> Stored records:
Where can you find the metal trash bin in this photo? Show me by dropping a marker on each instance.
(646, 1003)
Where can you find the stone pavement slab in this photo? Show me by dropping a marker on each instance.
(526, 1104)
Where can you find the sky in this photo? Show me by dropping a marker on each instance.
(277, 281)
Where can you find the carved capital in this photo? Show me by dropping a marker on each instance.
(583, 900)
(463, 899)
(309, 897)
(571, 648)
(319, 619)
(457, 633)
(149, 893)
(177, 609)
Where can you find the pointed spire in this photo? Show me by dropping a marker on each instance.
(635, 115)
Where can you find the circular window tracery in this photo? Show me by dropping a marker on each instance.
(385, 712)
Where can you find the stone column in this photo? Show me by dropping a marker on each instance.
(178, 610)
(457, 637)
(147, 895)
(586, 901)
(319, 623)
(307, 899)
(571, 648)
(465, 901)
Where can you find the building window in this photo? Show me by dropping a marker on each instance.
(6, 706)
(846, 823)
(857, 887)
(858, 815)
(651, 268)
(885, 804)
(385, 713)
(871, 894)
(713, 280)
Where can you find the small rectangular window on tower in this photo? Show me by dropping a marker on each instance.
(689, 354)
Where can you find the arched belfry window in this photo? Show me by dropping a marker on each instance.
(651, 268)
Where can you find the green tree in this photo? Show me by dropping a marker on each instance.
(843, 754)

> Problem details: Exact copies of the lines from the one holding "Where can you find the sky" to the end of the entries are all that should be written.

> Solution to this problem:
Where can you find the sky in this photo? Show me by dropping a marker on each instance.
(277, 281)
Where can you find the carved capital in this photo? Show me by dropping a marker on each instance.
(583, 900)
(463, 899)
(309, 897)
(571, 648)
(319, 619)
(457, 633)
(149, 893)
(177, 609)
Where can you find the pointed spire in this photo? Show me by dropping a marker on each instance.
(635, 115)
Where can you find the circular window tracery in this photo? Show me by dropping a marker on each instance.
(385, 712)
Where can you find the stone column in this photo? Show me by dropping a marker on each instance.
(178, 610)
(457, 637)
(147, 895)
(586, 901)
(319, 623)
(307, 899)
(571, 648)
(465, 901)
Where can you find the building window in this photo? Show me by dropping a marker on each instance.
(6, 706)
(846, 823)
(857, 887)
(858, 815)
(651, 268)
(885, 804)
(385, 713)
(871, 894)
(713, 280)
Where can you find the small rectangular window on tower in this photo? Show me by dropping a marker on each instance.
(689, 354)
Where can you find the arched belfry window in this photo? Show me by dropping a marker on each instance.
(651, 268)
Where can you find the green tree in this photo? Show me by dropping a marker on each instance.
(843, 754)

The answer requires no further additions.